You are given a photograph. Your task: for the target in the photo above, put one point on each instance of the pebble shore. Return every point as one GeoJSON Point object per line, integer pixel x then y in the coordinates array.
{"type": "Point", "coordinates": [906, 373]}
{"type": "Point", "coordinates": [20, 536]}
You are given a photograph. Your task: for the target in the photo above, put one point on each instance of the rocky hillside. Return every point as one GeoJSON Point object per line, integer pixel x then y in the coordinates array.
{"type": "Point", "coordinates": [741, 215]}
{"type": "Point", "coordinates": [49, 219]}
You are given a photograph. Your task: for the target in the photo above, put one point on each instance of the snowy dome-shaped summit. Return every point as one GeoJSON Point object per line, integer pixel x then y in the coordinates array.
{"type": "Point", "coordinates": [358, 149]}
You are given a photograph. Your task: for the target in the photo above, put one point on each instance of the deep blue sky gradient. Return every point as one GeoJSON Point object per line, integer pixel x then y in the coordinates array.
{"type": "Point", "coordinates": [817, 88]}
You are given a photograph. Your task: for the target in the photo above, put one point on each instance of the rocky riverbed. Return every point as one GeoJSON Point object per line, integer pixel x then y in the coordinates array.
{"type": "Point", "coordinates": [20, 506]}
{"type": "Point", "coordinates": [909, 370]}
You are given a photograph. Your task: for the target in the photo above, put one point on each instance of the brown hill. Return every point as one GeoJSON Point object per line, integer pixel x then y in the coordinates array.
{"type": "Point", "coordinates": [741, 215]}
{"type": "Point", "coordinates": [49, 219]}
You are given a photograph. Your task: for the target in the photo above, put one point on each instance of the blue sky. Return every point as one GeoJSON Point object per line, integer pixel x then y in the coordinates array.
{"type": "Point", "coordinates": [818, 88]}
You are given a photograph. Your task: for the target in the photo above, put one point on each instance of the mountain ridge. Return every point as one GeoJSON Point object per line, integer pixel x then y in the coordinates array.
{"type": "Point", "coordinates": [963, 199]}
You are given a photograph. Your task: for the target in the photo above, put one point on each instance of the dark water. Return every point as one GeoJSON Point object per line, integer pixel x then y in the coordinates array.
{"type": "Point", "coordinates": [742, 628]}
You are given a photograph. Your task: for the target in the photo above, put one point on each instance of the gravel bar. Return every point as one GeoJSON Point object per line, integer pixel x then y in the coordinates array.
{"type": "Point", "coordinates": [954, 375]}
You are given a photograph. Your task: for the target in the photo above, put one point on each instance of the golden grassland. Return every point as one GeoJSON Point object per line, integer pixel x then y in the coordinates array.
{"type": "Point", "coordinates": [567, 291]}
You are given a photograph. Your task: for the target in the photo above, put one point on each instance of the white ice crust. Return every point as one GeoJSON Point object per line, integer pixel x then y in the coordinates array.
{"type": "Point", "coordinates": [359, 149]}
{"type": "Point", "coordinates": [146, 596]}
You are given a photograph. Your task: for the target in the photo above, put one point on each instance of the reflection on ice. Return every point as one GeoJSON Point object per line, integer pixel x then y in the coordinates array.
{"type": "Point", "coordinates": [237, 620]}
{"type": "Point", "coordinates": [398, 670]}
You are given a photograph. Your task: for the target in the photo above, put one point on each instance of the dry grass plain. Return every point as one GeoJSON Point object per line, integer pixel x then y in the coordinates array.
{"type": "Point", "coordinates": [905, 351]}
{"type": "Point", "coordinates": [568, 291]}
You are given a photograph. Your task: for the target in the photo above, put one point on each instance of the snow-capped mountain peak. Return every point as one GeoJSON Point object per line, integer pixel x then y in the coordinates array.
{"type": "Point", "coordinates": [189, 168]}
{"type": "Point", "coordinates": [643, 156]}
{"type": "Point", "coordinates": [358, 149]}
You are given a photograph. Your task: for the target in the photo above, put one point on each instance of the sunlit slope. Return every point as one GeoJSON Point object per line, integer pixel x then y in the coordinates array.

* * * * *

Copy the entries above exactly, leaving none out.

Solved exercise:
You are given a photograph. Your task: for the target in the photo above, put one point on each instance of the pebble shore. Return every point as one GeoJSON Point object per line, integer pixel x then y in the coordinates array.
{"type": "Point", "coordinates": [906, 373]}
{"type": "Point", "coordinates": [20, 536]}
You are given a photograph. Your task: for the target in the photo above, put one point on each instance of the rocky hillside. Return every point as one GeoJSON Point object per line, integer pixel x then y in the coordinates array.
{"type": "Point", "coordinates": [741, 215]}
{"type": "Point", "coordinates": [49, 219]}
You are given a photograph. Your task: for the target in the photo above, put one point on each instance of the snowy dome-shaped summit. Return every point as one GeoJSON Point object per line, integer pixel x then y in the coordinates array.
{"type": "Point", "coordinates": [358, 149]}
You are given a photograph. Your task: for the target in the photo above, put one point on each instance of the deep blue sky gradient. Return every point as one GeoJSON Point object per line, integer pixel x then y in the coordinates array.
{"type": "Point", "coordinates": [817, 88]}
You are given a photograph. Your task: for the target in the photo above, put one point on each instance of the rocky riverbed. Return every point as one GeoJSON Point object per line, integer pixel x then y in the coordinates array.
{"type": "Point", "coordinates": [20, 506]}
{"type": "Point", "coordinates": [909, 370]}
You are given a photograph. Your task: for the target in the photo above, put one point on each instance of the brown hill. Return every point as one GeoJSON Point object per line, integer pixel x then y in the coordinates array.
{"type": "Point", "coordinates": [741, 215]}
{"type": "Point", "coordinates": [49, 219]}
You are given a photograph. Your task: for the target in the photo above, put one point on each instance of the blue sky. Return every point as one GeoJSON Point object per line, integer pixel x then y in the coordinates array.
{"type": "Point", "coordinates": [818, 88]}
You are given a photograph. Your task: for the target in the photo above, put one point on each instance of the mountain ridge. Return every point as one GeoJSON Point object per line, integer pixel x then y in the coordinates array.
{"type": "Point", "coordinates": [963, 199]}
You are given a photograph. Your task: for the target in the photo above, put one point on each instance of the dark water. Return every point as one GeoJSON Point object per line, integer pixel x then y in the coordinates array.
{"type": "Point", "coordinates": [742, 628]}
You are given a photograph. Your task: for the target in the photo above, put one point on each instance of the gravel bar. Return every point as one GeoJSON Point object per line, integer pixel x then y in the coordinates array.
{"type": "Point", "coordinates": [954, 375]}
You are given a photograph. Your task: for the target in the photo above, put one point on each instance of the golden grassland. Return every point as one GeoJSON Point object per line, integer pixel x then y in the coordinates array.
{"type": "Point", "coordinates": [567, 291]}
You are given a photograph. Your task: for the target in the photo above, put one point on each instance of the white ice crust. Return every point as one GeoJSON Point object per line, integer pixel x then y in the coordinates array.
{"type": "Point", "coordinates": [359, 149]}
{"type": "Point", "coordinates": [146, 596]}
You are given a photograph. Your task: for the target in the photo above, put one point on each instance of the reflection on ice. Return every point as one GeoJSON Point object per line, integer pixel x then y in the coordinates array.
{"type": "Point", "coordinates": [237, 620]}
{"type": "Point", "coordinates": [398, 670]}
You are given a photograph. Your task: for the target in the photo above, put one point on each instance of the dry grass plain. Return every point as one GeoJSON Point object per line, integer pixel x then y in the coordinates array.
{"type": "Point", "coordinates": [905, 351]}
{"type": "Point", "coordinates": [568, 291]}
You are given a photograph. Your task: for the target in the photo above, put one point on each instance of the snow-capped mountain peak. Return every point as one GeoJSON Point object per line, integer pixel x then y in the coordinates array.
{"type": "Point", "coordinates": [189, 168]}
{"type": "Point", "coordinates": [643, 156]}
{"type": "Point", "coordinates": [358, 149]}
You are given a photograph. Your task: for the target in the photo above, put one point on each instance of the sunlit slope. Return every point as one GeoJSON Point object per line, integer pixel x then y in the coordinates array.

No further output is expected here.